What the exercise asks
Starting at the line containing "Could you point to the blue gate" and continuing through the end of the entries, rewrite those lines with "pole" changed to "post" and nothing else altered.
________________________________________
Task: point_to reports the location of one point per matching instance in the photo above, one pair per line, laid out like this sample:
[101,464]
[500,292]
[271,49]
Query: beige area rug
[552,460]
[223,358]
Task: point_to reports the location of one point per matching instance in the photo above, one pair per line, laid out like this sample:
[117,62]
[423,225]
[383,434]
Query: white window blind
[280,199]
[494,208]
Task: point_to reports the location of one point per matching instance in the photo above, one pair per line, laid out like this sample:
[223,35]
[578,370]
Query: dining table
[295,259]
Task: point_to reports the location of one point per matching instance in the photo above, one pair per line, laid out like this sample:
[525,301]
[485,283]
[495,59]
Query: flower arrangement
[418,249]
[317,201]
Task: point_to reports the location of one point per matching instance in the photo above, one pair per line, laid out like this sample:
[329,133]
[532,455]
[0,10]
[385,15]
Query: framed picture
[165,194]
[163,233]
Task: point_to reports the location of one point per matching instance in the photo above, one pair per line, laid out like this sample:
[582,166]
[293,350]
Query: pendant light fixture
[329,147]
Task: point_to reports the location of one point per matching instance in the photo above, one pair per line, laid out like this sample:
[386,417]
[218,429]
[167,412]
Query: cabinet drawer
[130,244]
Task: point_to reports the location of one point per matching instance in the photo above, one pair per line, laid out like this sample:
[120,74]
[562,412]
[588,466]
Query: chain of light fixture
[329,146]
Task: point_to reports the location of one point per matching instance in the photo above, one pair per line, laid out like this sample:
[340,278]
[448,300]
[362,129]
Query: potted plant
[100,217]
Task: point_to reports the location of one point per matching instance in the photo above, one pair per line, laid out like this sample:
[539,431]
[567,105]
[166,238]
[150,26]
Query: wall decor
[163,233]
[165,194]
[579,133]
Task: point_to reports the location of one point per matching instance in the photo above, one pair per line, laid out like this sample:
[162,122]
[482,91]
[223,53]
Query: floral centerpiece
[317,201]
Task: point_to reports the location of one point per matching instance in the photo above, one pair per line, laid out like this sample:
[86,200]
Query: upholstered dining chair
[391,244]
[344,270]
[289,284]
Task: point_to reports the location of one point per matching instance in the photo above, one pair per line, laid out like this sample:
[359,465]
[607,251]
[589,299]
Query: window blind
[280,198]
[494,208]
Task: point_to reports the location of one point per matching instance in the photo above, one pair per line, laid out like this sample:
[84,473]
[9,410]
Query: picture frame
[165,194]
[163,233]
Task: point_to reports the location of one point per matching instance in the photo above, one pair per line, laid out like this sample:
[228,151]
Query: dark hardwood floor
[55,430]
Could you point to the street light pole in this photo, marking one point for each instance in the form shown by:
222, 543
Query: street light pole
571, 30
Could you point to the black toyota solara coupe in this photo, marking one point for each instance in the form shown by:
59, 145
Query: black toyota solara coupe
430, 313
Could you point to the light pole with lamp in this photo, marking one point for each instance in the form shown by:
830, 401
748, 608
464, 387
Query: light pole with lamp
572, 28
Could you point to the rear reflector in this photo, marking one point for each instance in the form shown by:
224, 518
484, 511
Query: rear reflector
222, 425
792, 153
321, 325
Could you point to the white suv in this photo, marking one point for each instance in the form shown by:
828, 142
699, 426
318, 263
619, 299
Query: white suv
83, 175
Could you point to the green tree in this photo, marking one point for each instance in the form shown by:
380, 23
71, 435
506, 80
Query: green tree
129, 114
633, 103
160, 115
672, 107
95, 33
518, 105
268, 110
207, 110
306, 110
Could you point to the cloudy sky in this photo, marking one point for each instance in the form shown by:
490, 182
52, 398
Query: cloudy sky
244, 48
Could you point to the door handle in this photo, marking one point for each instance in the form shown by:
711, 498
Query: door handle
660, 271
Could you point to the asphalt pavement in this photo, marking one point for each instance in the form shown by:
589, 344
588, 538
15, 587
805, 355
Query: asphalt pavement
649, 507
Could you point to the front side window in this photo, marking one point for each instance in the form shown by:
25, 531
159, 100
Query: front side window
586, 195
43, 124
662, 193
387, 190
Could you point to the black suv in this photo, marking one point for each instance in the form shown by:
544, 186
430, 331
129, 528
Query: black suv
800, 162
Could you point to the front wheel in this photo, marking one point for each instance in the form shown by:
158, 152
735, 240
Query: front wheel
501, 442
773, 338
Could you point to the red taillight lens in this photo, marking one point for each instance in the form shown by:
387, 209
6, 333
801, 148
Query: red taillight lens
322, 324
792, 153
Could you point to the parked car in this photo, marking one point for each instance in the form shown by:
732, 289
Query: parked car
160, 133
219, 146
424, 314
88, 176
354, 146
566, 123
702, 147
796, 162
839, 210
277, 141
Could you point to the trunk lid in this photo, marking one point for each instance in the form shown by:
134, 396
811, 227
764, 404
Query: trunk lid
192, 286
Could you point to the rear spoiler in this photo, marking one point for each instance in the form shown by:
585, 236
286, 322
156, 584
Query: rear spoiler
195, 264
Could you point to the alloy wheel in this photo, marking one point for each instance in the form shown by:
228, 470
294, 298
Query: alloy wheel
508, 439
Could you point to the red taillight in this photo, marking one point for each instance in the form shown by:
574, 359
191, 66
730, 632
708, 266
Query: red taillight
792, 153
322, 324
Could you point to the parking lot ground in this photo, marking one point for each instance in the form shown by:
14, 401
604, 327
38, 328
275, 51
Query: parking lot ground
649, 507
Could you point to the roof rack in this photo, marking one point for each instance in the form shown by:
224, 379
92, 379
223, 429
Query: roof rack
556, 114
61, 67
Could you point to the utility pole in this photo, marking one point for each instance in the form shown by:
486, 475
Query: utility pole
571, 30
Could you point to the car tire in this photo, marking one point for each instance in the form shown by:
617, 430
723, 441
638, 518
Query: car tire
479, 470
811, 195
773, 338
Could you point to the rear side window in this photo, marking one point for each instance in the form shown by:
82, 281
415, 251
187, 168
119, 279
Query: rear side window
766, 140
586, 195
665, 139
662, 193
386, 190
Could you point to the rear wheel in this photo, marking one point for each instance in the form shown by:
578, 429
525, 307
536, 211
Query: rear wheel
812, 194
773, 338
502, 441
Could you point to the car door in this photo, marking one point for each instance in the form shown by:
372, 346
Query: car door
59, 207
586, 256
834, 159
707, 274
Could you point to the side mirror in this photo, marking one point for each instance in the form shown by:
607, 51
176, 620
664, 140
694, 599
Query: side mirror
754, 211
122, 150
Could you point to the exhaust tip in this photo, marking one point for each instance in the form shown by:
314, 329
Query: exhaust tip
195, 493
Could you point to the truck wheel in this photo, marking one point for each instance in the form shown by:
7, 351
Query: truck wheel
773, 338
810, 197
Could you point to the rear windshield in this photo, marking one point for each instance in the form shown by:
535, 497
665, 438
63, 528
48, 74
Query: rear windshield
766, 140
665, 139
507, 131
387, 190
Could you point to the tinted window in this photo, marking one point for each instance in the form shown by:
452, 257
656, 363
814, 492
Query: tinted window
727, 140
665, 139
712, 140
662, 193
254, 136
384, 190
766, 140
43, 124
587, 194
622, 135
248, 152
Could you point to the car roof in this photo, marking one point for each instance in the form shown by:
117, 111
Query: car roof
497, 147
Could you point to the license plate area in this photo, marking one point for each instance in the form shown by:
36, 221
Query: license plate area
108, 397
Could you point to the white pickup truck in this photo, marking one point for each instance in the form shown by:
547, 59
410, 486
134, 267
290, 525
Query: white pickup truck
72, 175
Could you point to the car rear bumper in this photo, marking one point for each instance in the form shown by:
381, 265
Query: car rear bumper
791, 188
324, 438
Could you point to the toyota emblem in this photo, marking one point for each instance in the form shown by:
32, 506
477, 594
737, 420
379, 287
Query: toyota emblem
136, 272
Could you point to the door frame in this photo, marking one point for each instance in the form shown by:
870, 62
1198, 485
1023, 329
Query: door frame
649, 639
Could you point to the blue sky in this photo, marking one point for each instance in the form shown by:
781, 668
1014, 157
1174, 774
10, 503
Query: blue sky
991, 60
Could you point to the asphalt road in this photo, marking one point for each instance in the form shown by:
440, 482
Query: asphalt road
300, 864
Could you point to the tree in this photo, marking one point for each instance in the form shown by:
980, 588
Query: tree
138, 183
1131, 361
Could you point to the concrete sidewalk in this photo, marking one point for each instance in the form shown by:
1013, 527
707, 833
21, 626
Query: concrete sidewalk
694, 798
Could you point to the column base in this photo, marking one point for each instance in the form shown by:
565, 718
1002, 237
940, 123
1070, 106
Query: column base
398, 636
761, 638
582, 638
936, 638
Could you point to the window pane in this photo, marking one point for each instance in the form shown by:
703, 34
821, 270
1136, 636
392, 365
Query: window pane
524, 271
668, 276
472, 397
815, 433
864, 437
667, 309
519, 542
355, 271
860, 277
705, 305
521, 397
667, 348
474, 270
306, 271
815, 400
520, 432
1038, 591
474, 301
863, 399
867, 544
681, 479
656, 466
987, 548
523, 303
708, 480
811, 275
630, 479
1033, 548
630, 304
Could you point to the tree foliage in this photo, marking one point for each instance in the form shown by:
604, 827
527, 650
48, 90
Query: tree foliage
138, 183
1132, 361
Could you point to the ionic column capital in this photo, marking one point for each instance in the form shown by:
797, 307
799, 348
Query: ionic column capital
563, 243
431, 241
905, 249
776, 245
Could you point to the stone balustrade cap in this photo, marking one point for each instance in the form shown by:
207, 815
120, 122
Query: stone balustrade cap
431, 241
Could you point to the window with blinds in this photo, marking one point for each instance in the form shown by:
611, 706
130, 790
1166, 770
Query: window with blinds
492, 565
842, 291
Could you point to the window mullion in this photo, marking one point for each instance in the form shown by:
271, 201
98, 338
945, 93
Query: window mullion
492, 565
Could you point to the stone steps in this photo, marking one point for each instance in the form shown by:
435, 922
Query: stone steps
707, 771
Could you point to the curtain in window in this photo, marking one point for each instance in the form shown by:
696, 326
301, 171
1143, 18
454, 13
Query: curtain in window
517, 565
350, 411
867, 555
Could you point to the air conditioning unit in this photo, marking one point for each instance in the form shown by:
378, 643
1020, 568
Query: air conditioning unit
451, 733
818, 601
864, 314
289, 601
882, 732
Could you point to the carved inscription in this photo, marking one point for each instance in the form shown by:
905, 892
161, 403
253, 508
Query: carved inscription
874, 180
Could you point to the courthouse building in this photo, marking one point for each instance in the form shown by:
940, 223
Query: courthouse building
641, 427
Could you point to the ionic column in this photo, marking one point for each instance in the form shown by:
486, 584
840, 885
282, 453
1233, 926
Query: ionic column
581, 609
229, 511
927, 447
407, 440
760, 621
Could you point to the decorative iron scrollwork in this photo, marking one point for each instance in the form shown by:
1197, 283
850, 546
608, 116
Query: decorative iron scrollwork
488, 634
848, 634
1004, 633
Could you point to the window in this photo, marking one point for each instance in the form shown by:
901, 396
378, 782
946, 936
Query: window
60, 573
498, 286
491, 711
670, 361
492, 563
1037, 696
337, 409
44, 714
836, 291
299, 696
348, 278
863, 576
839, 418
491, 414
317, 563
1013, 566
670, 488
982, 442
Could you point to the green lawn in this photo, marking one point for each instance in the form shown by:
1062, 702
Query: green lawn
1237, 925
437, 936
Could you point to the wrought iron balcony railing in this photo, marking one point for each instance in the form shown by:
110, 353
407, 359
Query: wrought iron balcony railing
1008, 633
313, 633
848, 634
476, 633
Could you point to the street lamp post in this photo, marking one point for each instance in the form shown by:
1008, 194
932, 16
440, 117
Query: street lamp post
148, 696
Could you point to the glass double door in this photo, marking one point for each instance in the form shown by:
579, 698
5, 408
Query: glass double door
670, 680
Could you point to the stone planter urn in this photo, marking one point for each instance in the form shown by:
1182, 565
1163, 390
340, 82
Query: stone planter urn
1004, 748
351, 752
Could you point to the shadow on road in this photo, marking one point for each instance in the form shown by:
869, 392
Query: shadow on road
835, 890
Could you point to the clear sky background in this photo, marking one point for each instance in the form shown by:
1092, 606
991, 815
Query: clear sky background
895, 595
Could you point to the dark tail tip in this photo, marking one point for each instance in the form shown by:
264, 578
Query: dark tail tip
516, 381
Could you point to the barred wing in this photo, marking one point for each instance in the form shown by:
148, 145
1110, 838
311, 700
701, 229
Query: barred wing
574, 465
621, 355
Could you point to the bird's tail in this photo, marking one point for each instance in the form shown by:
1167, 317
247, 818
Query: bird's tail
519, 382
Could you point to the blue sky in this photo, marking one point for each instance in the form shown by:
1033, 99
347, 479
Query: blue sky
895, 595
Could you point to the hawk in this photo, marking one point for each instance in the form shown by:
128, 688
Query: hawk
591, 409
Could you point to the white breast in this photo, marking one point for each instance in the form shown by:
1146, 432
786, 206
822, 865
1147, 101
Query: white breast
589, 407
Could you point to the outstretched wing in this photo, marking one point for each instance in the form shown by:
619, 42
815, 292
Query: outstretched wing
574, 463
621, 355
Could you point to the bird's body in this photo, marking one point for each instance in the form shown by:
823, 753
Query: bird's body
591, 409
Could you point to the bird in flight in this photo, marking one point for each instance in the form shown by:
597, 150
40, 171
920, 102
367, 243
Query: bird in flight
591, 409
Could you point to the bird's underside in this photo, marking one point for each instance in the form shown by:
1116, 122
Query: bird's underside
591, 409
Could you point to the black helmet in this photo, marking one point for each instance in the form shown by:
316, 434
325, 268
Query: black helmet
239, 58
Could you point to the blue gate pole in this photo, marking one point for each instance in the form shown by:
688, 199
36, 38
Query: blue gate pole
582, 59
________________________________________
Problem solution
Could you point to the blue gate post in this photo, marking one point for each instance in the form shown by:
688, 199
36, 38
Query: blue gate post
582, 59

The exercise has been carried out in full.